- **Problem requirements**: From the entries that follow, list every line in which the string "olive" appears.
####################
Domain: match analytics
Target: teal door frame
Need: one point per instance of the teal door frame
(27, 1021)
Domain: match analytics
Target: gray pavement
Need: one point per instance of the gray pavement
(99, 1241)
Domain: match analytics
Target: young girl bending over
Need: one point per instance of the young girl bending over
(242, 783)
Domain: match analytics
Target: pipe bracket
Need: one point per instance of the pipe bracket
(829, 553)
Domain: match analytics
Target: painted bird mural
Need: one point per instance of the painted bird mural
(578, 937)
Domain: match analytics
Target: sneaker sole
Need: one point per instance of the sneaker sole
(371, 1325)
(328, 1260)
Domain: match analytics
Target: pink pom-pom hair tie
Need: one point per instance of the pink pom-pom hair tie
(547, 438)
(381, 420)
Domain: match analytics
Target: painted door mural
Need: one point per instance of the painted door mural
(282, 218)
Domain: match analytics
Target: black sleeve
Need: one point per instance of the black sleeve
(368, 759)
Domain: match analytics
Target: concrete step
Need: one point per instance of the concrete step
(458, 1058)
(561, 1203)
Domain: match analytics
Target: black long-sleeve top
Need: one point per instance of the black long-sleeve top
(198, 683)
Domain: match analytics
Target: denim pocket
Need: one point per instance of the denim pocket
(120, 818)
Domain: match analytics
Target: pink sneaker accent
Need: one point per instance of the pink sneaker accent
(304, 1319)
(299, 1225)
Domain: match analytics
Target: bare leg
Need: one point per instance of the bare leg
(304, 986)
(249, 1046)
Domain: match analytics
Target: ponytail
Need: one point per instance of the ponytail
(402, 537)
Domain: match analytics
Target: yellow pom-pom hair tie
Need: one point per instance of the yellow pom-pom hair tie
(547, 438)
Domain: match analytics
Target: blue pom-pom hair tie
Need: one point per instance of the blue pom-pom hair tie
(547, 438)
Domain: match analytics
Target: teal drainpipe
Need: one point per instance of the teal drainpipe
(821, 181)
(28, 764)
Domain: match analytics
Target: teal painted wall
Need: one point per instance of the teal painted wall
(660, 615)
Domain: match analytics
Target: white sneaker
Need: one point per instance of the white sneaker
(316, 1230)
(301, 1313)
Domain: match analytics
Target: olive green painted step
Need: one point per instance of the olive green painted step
####################
- **Written solution**:
Target: olive green painted step
Need: one point per instance of the olive green painted step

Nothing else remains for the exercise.